▸ The tasks:
a) In two sentences, summarize the message about old British coins.
b) Write the next part of the message about old British coins, picking up after its final line.
[begin Excerpt]
And there were quarter farthings - sixteenths of a penny. Those were about the size of the modern half-P. Thirty odd years ago when I lived in England you'd still find the occasional quarter farthing being passed off as a half-pence, and old shillings were still accepted as... oh I'm forgetting, was it five or ten pence? Are those still floating around in the UK? I'm thinking a shilling was ten and the half-shilling was five (originally shillings were 12p). Anyway, it was certainly a case, like modern US money, where you had to know the value of the coin from the size and shape, rather than from any information on the coin, itself, since that information was significantly out of date.

---Meredith

Bernadette Lynn

On 18 August 2010 15:07, plaidpanties666 <plaidpanties666@...> wrote:

> Cfebsleb@... wrote:
> >I also learned that a farthing is a quarter of a penny.
[end Excerpt]
[begin Provided information]
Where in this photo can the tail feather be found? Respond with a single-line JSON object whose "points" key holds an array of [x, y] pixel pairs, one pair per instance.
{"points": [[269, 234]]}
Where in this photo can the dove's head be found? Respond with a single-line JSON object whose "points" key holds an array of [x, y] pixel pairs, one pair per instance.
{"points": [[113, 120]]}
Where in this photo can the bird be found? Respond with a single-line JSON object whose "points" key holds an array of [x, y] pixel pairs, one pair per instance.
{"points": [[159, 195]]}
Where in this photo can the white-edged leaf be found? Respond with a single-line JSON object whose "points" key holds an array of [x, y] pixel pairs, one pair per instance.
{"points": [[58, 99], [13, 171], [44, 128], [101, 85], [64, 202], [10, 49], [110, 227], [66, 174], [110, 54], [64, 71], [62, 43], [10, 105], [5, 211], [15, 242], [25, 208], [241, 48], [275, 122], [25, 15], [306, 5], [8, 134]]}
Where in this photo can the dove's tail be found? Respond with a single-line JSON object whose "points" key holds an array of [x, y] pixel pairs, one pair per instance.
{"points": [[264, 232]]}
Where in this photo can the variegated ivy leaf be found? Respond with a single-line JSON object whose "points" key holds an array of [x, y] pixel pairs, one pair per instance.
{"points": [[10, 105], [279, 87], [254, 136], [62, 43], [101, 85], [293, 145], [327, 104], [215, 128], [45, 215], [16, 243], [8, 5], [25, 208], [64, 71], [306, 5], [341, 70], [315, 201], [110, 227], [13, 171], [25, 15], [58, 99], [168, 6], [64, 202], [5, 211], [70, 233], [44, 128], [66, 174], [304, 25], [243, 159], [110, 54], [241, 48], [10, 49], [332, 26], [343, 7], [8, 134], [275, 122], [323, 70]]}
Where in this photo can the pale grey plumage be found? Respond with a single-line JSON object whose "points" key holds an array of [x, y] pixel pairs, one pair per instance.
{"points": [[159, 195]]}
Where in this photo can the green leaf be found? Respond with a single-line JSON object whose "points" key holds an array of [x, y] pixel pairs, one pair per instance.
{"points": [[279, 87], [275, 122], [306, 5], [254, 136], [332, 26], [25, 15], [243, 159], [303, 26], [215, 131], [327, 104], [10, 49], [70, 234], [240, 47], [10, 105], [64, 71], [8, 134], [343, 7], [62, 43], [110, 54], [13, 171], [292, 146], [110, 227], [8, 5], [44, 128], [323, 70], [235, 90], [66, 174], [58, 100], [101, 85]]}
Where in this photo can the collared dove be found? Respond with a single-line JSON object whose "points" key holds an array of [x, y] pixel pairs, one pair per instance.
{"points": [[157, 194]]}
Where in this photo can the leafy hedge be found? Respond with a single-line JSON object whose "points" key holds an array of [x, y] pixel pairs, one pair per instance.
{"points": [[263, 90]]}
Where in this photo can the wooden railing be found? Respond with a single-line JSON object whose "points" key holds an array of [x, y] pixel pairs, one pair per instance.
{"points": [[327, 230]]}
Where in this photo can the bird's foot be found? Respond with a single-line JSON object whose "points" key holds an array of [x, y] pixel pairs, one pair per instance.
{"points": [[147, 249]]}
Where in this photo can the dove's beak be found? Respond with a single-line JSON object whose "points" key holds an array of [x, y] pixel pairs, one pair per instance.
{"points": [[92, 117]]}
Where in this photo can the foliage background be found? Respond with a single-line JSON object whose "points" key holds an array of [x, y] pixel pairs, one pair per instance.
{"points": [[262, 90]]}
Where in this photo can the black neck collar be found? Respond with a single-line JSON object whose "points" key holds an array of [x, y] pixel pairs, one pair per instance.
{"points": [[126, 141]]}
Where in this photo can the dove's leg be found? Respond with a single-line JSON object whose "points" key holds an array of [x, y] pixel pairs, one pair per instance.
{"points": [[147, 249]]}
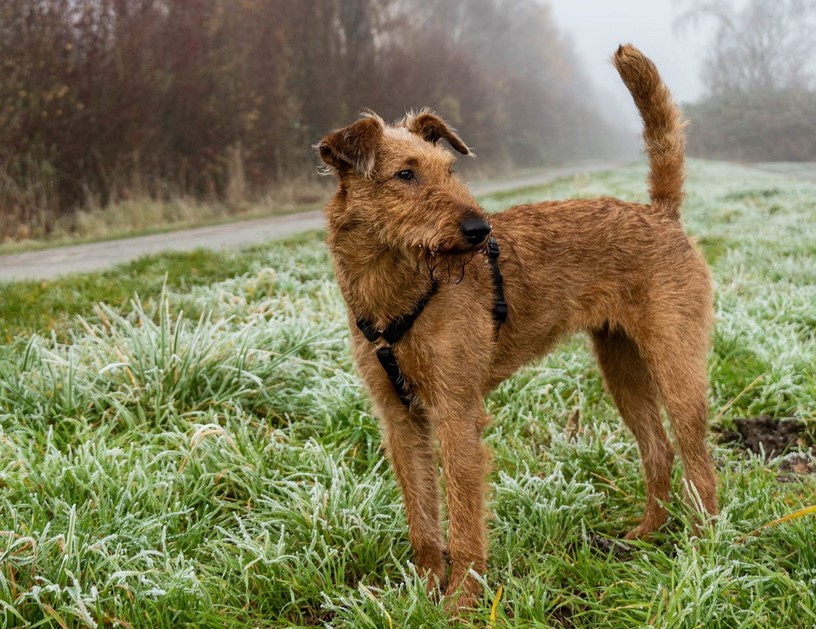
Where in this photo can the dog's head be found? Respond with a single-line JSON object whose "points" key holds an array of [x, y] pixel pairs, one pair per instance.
[end Provided information]
▸ Per-task outputs:
a) The writer recalls quarter farthings, worth a sixteenth of a penny and about the size of a modern half-P, which were still occasionally passed off as half-pence in England some thirty years earlier, when old shillings were also still accepted. As with modern US money, a coin's value had to be known from its size and shape, because the information on the coin itself was significantly out of date.

b)
>
> And there were quarter farthings - sixteenths of a penny. Those were about
> the size of the modern half-P. Thirty odd years ago when I lived in England
> you'd still find the occasional quarter farthing being passed off as a
> half-pence, and old shillings were still accepted as... oh I'm forgetting,
> was it five or ten pence? Are those still floating around in the UK? I'm
> thinking a shilling was ten and the half-shilling was five (originally
> shillings were 12p). Anyway, it was certainly a case, like modern US money,
> where you had to know the value of the coin from the size and shape, rather
> than from any information on the coin, itself, since that information was
> significantly out of date.
>
> ---Meredith
>



Shillings were valid as 5p and two shilling coins were valid as 10p pieces,
but not any more. They changed the size of the 50p, 10p and 5p coins so
they're all smaller now. All the coins are different sizes and shapes so
that blind people can tell them apart easily and they all have the value
written on the reverse.

You occasionally get a 5 euro-cent coin instead of a penny in change in
shops now since they're similar sizes and the same colour.

Bernadette.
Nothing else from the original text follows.